**Passage to read:**
--- begin ---

Accessibility burden
Use a labelled region or dialog title that names the resource and feature, such as Allow location for route check-in.
Common misuse
Asking for multiple resources at launch before the user has attempted the relevant feature.

Consent prompt

UI or UX
UI + UX - Specific opt-in decision for optional data use, participation, communication, sharing, or training
UI guidance
Render a consent prompt as a focused opt-in decision that names the requester, purpose, data involved, optionality, benefit, consequence of declining, withdrawal route, and consent record before the user chooses.
UX guidance
Use consent prompt when the product needs the user to knowingly agree to a specific optional data-processing purpose such as marketing, research participation, AI training, personalization, partner sharing, or sensitive-data use.
Good UI
A research signup screen asks whether the user consents to being contacted for follow-up interviews, names the research team, shows what contact data is used, offers Yes and No thanks buttons, and links to withdrawal.
Bad UI
A modal says By continuing you agree to personalized offers and partner sharing, with a large Continue button and a small privacy policy link.

--- end ---

**Aim of the task:** From the interface guidance passage above, return verbatim the portion that begins with the words containing "Accessibility burden" and ends with "or sensitive-data use.".

**Material supplied:**
--- begin ---

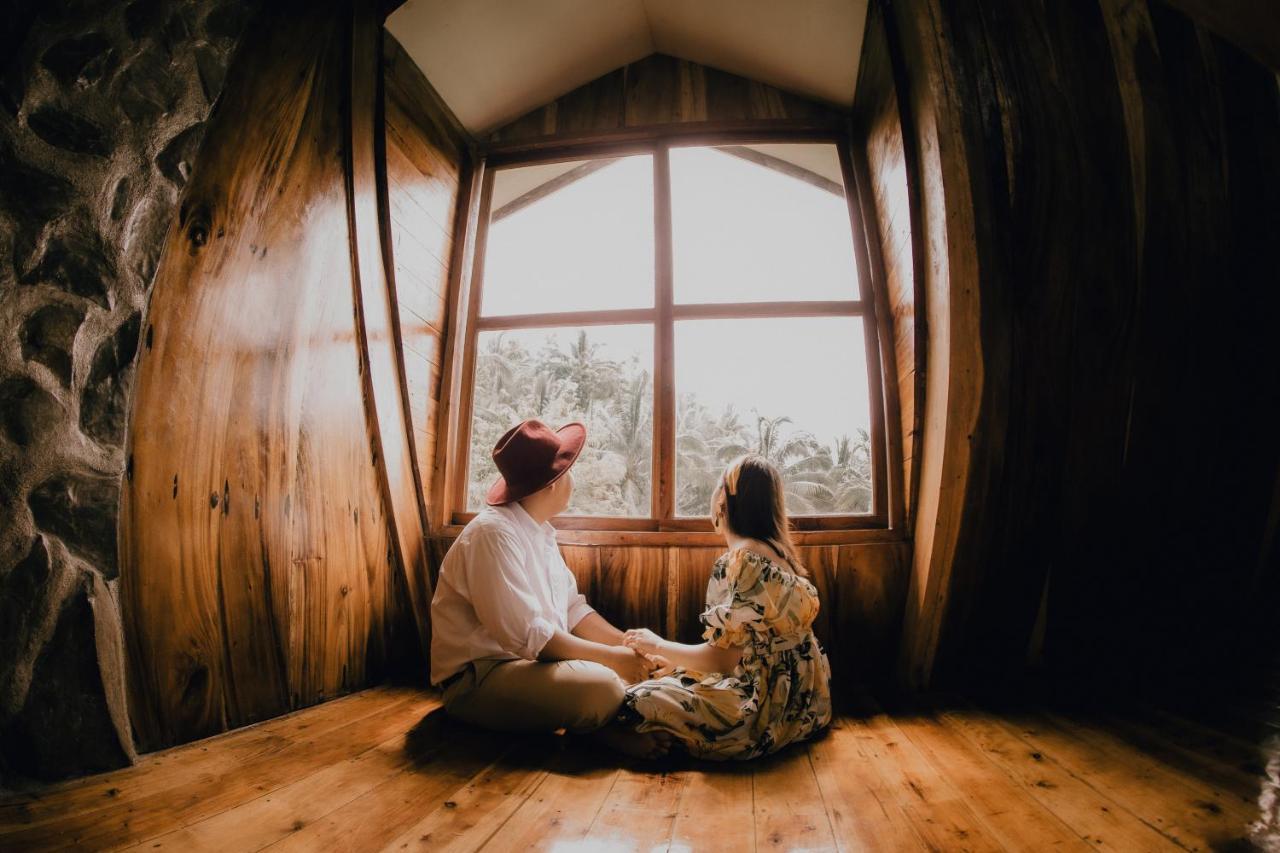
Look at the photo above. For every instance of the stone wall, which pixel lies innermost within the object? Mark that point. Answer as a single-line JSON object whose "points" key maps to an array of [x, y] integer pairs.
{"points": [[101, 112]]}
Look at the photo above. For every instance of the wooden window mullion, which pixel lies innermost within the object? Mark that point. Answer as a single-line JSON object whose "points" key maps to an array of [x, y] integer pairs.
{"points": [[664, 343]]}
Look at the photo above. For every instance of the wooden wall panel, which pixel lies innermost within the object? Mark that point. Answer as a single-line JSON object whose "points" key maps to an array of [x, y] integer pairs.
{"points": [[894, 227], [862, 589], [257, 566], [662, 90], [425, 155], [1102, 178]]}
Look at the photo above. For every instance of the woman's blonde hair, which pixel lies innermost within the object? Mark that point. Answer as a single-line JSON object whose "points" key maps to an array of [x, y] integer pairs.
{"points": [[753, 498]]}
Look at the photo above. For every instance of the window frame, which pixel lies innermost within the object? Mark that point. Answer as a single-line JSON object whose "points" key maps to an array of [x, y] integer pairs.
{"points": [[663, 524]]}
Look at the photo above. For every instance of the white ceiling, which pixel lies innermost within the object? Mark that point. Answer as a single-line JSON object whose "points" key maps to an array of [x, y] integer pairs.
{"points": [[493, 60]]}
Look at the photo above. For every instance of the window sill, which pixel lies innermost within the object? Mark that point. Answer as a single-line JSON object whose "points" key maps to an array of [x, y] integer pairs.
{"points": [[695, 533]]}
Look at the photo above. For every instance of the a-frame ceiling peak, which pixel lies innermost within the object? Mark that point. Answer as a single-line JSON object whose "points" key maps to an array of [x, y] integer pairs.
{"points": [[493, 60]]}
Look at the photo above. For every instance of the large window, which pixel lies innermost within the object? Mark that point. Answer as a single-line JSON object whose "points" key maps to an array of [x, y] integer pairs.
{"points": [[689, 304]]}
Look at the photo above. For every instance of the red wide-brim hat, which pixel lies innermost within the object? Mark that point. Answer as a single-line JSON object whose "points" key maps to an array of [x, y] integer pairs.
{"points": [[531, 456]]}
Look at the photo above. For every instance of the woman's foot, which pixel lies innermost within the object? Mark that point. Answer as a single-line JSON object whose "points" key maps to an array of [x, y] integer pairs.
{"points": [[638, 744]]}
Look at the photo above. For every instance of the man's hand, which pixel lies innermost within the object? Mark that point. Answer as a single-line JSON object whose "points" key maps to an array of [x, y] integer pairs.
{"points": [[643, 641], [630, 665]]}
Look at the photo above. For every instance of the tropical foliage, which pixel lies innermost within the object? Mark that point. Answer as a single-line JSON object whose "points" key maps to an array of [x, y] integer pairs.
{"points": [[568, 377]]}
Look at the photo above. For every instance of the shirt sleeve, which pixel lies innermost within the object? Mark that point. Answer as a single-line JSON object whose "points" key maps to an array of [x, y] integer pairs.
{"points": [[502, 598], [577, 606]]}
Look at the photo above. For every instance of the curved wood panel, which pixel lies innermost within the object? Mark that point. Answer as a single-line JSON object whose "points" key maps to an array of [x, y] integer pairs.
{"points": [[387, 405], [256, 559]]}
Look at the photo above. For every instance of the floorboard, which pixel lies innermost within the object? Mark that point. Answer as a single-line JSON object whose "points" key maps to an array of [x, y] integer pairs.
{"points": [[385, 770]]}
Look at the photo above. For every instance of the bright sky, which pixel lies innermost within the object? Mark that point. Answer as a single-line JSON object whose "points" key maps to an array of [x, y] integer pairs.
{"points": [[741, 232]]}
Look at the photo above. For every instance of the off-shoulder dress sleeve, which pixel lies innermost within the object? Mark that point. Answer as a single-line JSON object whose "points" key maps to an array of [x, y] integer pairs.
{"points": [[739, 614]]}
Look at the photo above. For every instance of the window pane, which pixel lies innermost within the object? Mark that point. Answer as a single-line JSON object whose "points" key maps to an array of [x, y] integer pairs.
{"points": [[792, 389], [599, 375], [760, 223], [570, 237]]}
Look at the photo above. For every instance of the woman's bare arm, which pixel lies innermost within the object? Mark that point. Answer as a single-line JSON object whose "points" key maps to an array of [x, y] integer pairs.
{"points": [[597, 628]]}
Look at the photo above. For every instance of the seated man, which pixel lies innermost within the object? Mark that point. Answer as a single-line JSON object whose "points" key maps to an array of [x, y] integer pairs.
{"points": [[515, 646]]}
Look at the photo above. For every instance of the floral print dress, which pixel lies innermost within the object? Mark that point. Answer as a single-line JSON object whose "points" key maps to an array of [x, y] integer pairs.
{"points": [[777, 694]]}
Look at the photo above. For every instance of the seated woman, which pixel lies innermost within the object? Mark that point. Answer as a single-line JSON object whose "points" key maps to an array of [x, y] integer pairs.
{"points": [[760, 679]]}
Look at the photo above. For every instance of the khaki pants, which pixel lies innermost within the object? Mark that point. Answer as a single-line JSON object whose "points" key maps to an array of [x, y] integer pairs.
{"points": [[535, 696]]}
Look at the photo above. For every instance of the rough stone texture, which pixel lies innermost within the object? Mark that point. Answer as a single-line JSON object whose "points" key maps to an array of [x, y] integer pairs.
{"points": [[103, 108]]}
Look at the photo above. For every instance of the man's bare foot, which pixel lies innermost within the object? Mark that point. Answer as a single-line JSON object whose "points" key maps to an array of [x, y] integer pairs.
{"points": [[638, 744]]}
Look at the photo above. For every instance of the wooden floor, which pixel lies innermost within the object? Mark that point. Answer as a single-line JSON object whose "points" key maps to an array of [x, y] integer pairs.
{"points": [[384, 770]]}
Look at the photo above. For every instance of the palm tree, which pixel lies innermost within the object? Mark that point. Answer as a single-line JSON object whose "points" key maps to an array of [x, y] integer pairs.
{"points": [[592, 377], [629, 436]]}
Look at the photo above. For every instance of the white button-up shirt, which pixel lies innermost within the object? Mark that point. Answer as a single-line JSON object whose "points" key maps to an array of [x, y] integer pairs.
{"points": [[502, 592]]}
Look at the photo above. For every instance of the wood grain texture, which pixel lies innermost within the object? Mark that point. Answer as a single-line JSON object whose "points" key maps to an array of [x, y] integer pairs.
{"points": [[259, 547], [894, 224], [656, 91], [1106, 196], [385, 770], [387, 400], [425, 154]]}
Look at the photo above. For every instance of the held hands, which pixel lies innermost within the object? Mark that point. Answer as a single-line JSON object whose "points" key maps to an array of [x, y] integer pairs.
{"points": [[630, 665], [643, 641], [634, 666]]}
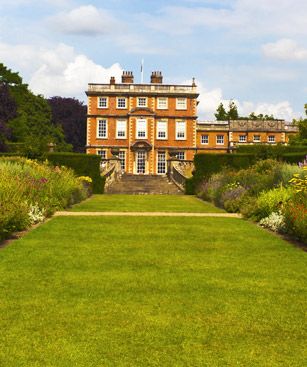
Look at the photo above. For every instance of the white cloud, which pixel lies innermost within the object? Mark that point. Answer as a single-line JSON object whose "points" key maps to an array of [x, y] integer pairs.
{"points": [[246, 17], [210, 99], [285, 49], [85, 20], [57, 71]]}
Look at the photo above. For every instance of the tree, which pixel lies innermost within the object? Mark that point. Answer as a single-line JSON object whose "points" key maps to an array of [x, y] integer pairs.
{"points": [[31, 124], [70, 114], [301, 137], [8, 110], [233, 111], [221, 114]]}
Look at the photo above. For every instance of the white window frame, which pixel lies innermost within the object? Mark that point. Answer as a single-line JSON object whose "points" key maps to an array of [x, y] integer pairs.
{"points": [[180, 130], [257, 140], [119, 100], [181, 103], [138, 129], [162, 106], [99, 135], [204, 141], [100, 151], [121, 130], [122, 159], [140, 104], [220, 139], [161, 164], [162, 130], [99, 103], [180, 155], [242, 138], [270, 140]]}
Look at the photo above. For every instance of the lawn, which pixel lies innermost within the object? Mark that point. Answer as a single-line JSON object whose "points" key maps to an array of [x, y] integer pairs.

--- end ---
--- begin ---

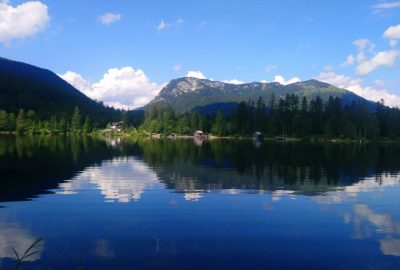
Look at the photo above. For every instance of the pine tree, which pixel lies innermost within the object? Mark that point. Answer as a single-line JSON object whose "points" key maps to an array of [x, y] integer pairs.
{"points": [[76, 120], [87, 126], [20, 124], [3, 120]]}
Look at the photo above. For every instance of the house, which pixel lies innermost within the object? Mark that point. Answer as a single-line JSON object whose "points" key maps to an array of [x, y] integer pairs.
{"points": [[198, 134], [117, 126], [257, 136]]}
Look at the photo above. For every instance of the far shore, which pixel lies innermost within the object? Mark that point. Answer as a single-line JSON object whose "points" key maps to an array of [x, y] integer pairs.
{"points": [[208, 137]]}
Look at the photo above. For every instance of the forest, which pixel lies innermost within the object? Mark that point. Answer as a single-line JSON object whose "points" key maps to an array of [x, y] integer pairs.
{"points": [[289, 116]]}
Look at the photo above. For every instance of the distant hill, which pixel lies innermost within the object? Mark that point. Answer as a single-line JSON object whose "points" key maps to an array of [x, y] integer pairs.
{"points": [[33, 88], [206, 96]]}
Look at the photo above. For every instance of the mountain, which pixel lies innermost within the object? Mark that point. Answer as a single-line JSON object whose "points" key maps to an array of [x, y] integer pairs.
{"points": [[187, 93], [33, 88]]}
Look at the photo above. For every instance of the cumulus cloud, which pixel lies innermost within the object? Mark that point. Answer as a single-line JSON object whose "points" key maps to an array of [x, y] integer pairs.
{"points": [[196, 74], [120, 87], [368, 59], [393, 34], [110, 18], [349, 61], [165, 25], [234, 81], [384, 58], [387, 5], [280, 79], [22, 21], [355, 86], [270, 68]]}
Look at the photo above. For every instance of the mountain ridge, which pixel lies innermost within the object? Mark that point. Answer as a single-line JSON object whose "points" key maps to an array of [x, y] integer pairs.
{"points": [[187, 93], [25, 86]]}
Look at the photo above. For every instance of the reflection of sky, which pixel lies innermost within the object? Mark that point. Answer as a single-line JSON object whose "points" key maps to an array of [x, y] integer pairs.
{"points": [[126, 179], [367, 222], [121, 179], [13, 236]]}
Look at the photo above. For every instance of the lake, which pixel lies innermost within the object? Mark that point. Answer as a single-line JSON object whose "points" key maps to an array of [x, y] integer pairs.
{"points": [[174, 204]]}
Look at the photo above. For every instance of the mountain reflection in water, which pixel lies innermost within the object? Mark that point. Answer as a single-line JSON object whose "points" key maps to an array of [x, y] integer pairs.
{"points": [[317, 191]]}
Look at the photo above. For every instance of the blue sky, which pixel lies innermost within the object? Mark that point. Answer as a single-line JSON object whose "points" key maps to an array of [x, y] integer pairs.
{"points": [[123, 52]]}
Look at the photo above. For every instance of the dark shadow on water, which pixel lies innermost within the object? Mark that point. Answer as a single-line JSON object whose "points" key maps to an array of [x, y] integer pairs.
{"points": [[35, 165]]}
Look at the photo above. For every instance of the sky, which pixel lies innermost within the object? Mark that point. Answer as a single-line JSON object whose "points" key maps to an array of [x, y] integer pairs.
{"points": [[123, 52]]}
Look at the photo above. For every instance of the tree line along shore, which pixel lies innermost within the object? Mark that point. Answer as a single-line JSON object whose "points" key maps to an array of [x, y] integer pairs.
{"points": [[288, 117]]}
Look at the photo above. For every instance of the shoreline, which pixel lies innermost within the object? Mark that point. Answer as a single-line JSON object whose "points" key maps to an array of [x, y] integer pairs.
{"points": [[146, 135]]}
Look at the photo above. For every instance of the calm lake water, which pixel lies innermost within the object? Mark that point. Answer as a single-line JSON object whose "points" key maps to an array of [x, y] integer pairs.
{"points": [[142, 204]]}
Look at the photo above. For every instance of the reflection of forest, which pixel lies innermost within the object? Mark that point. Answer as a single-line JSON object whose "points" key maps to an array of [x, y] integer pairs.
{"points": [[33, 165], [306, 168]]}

--- end ---
--- begin ---

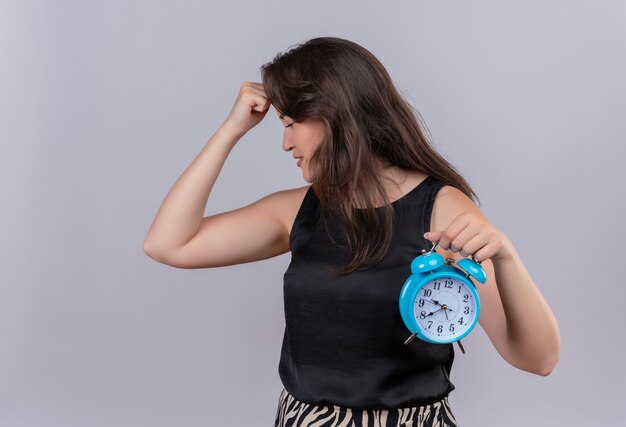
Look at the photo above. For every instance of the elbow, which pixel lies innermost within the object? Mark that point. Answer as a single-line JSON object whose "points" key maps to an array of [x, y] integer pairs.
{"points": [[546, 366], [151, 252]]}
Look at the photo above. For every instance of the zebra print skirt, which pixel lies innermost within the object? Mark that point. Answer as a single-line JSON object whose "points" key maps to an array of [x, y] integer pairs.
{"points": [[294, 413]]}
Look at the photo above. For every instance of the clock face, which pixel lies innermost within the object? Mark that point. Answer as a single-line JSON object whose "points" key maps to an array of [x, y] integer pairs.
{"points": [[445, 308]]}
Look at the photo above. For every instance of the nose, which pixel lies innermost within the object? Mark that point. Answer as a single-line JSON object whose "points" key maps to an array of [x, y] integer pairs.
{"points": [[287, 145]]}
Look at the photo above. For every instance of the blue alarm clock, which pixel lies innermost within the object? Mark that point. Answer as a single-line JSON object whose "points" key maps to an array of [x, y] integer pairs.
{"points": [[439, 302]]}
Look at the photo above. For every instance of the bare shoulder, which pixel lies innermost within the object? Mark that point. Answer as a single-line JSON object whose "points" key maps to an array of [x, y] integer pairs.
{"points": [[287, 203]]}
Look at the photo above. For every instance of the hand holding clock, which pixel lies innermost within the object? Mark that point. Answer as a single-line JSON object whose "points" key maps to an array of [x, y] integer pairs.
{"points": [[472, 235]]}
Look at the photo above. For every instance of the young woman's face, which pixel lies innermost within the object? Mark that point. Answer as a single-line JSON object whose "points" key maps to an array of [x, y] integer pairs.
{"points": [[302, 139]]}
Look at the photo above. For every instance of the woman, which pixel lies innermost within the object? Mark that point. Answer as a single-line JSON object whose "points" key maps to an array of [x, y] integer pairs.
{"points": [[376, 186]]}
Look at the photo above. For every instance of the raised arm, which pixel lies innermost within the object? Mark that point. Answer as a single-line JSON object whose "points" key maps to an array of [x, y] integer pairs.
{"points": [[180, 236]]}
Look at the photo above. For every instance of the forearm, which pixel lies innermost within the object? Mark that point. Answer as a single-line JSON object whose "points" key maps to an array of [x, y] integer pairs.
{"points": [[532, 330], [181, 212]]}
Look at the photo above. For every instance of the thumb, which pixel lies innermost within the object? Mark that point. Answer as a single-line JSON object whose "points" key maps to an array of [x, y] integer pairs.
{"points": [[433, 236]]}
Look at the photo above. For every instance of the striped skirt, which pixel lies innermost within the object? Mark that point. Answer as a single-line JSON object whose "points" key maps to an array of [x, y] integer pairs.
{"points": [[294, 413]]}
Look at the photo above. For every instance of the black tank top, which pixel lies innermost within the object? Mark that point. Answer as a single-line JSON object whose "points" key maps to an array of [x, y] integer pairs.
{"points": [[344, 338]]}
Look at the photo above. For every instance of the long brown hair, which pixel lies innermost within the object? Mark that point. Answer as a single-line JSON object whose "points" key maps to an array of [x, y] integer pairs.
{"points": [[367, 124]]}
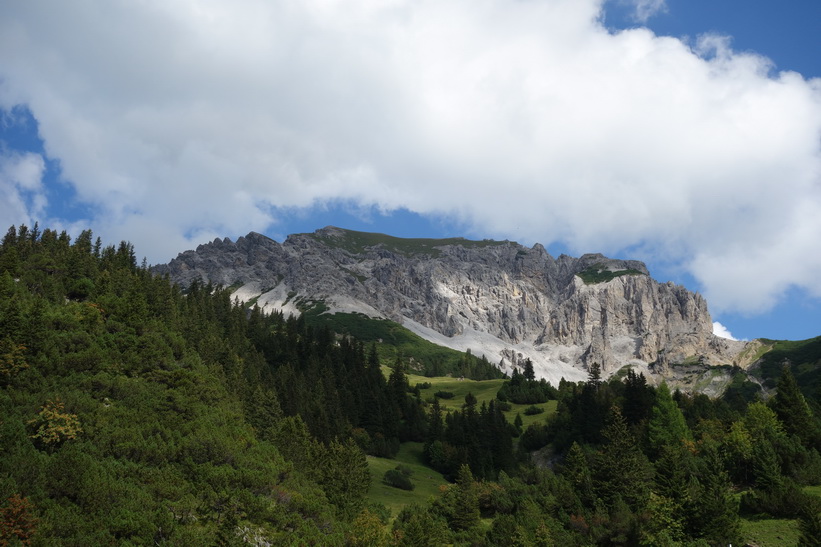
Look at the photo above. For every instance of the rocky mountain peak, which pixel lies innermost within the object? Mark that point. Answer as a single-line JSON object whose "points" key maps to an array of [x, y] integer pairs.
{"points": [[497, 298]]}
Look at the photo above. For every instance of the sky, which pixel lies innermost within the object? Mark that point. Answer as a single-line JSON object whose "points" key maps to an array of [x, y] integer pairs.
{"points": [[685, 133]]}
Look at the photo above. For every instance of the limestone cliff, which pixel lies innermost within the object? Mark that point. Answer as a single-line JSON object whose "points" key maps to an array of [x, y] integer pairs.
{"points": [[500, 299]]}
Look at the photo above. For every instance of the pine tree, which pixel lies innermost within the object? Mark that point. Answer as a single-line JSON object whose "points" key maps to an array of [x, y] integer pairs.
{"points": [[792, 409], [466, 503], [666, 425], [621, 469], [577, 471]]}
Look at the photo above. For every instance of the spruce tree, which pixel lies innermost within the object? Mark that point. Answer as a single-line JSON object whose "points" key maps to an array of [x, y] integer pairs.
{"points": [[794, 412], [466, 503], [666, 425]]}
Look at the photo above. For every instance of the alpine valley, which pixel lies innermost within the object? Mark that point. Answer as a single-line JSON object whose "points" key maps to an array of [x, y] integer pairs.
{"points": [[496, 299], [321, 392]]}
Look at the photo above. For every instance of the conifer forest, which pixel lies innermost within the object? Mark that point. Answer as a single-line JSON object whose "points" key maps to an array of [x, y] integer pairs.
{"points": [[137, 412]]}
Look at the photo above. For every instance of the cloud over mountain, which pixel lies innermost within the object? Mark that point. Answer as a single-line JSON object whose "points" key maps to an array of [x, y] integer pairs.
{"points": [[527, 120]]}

--- end ---

**Output:**
Accessibility burden
Use a labelled region or dialog title that names the resource and feature, such as Allow location for route check-in.
Common misuse
Asking for multiple resources at launch before the user has attempted the relevant feature.

Consent prompt

UI or UX
UI + UX - Specific opt-in decision for optional data use, participation, communication, sharing, or training
UI guidance
Render a consent prompt as a focused opt-in decision that names the requester, purpose, data involved, optionality, benefit, consequence of declining, withdrawal route, and consent record before the user chooses.
UX guidance
Use consent prompt when the product needs the user to knowingly agree to a specific optional data-processing purpose such as marketing, research participation, AI training, personalization, partner sharing, or sensitive-data use.